| WHAT TO WORK ON |
Reproduce the data exactly.

─── INPUT MATERIAL

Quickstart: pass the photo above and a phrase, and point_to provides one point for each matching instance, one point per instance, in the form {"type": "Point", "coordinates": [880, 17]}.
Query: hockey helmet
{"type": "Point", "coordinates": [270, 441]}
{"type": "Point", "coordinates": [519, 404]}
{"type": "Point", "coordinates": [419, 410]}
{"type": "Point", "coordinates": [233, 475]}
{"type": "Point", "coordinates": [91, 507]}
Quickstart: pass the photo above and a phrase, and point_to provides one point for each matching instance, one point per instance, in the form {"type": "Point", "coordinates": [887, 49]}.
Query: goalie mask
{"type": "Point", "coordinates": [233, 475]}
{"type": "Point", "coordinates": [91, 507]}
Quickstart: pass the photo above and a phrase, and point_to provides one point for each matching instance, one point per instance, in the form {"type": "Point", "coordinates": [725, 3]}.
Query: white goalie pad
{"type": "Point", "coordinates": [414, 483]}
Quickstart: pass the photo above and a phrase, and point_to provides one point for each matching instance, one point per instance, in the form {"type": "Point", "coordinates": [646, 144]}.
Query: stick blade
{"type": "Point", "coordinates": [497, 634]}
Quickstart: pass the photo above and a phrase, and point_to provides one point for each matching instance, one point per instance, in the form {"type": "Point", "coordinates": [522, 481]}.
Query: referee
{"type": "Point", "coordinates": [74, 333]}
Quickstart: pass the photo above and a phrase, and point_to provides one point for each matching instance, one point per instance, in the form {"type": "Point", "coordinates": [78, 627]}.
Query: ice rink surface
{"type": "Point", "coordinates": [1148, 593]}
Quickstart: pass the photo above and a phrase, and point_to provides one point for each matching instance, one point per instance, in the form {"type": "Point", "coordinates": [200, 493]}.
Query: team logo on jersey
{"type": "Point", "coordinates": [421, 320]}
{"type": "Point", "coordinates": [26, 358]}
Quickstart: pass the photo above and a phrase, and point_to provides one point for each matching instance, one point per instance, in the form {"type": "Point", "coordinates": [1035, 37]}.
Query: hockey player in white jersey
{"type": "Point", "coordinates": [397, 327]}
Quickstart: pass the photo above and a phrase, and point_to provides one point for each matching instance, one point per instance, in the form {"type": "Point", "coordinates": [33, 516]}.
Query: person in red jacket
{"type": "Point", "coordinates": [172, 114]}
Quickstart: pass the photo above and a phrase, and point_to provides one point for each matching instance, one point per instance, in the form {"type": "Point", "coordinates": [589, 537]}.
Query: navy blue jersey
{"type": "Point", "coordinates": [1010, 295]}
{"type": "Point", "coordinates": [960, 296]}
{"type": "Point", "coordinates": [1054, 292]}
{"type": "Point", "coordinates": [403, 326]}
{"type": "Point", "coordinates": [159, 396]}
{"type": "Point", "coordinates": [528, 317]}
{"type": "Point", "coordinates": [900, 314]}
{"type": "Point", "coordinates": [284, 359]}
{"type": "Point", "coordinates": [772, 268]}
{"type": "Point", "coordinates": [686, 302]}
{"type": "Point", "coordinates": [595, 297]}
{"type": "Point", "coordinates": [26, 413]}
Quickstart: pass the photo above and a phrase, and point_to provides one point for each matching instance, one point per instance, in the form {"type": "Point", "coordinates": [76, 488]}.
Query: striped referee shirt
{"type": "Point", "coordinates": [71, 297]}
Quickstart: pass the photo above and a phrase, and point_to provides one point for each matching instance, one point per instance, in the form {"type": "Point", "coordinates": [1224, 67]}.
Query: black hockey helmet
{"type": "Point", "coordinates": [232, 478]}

──────

| WORKED ANSWER |
Quickstart: pass the photo above and a phrase, and point_to provides one point for each matching instance, one point per instance, in the form {"type": "Point", "coordinates": [880, 17]}.
Query: hockey helmet
{"type": "Point", "coordinates": [270, 441]}
{"type": "Point", "coordinates": [519, 404]}
{"type": "Point", "coordinates": [419, 410]}
{"type": "Point", "coordinates": [233, 475]}
{"type": "Point", "coordinates": [91, 507]}
Quickstart: pass the photo above and a phrase, and point_to provides one point for each matching instance, one point per instance, in the form {"type": "Point", "coordinates": [887, 49]}.
Query: goalie mask
{"type": "Point", "coordinates": [233, 475]}
{"type": "Point", "coordinates": [91, 507]}
Quickstart: pass the photo above and a phrase, and point_to provides one point for each matching instance, one point per instance, in the form {"type": "Point", "coordinates": [725, 3]}.
Query: white goalie pad
{"type": "Point", "coordinates": [414, 483]}
Quickstart: pass the photo above and a phrase, and point_to provides one point for each matching instance, one point per instance, in the form {"type": "Point", "coordinates": [646, 144]}.
Query: stick blade
{"type": "Point", "coordinates": [497, 634]}
Quickstart: pass the photo above and a phrase, and point_to provides one point for each matching instance, one point per instance, in the form {"type": "Point", "coordinates": [522, 481]}.
Query: referee
{"type": "Point", "coordinates": [74, 333]}
Quickstart: pass the photo above and a phrase, and point_to provides one point for each matching instance, one point per instance, in the form {"type": "Point", "coordinates": [78, 627]}.
Query: ice rink surface
{"type": "Point", "coordinates": [1148, 593]}
Quickstart: pass the photo above and a phrase, and point_to provides one point for each matching instance, one point per instance, in the form {"type": "Point", "coordinates": [200, 493]}.
Query: team logo on jersey
{"type": "Point", "coordinates": [421, 320]}
{"type": "Point", "coordinates": [26, 358]}
Quickstart: pass the photo above and a phrase, and point_to provides one point for each matching instance, one point per instance, in the form {"type": "Point", "coordinates": [1035, 37]}.
Query: hockey player in white jersey
{"type": "Point", "coordinates": [397, 327]}
Quickstart: pass the photo above and a phrase, and point_to provides one point for each matching instance, one point per instance, in the form {"type": "Point", "coordinates": [33, 516]}.
Query: person in red jacket
{"type": "Point", "coordinates": [172, 114]}
Quickstart: pass the photo above and a phrase, and point_to provides one point for each matching instance, one point per instance, in the form {"type": "Point", "coordinates": [589, 537]}.
Query: navy blue jersey
{"type": "Point", "coordinates": [1010, 295]}
{"type": "Point", "coordinates": [960, 296]}
{"type": "Point", "coordinates": [1054, 292]}
{"type": "Point", "coordinates": [403, 326]}
{"type": "Point", "coordinates": [159, 396]}
{"type": "Point", "coordinates": [528, 317]}
{"type": "Point", "coordinates": [900, 314]}
{"type": "Point", "coordinates": [284, 359]}
{"type": "Point", "coordinates": [772, 268]}
{"type": "Point", "coordinates": [686, 302]}
{"type": "Point", "coordinates": [595, 297]}
{"type": "Point", "coordinates": [26, 413]}
Quickstart: pass the photo above and a phrase, and point_to provides one point for each matching instance, one point per instance, in the form {"type": "Point", "coordinates": [76, 488]}.
Query: striped referee shirt
{"type": "Point", "coordinates": [71, 297]}
Quickstart: pass the photo above and a phrase, and point_to provides one point for each matching instance, one point per instance, in the form {"type": "Point", "coordinates": [1224, 67]}.
Query: black hockey helmet
{"type": "Point", "coordinates": [232, 478]}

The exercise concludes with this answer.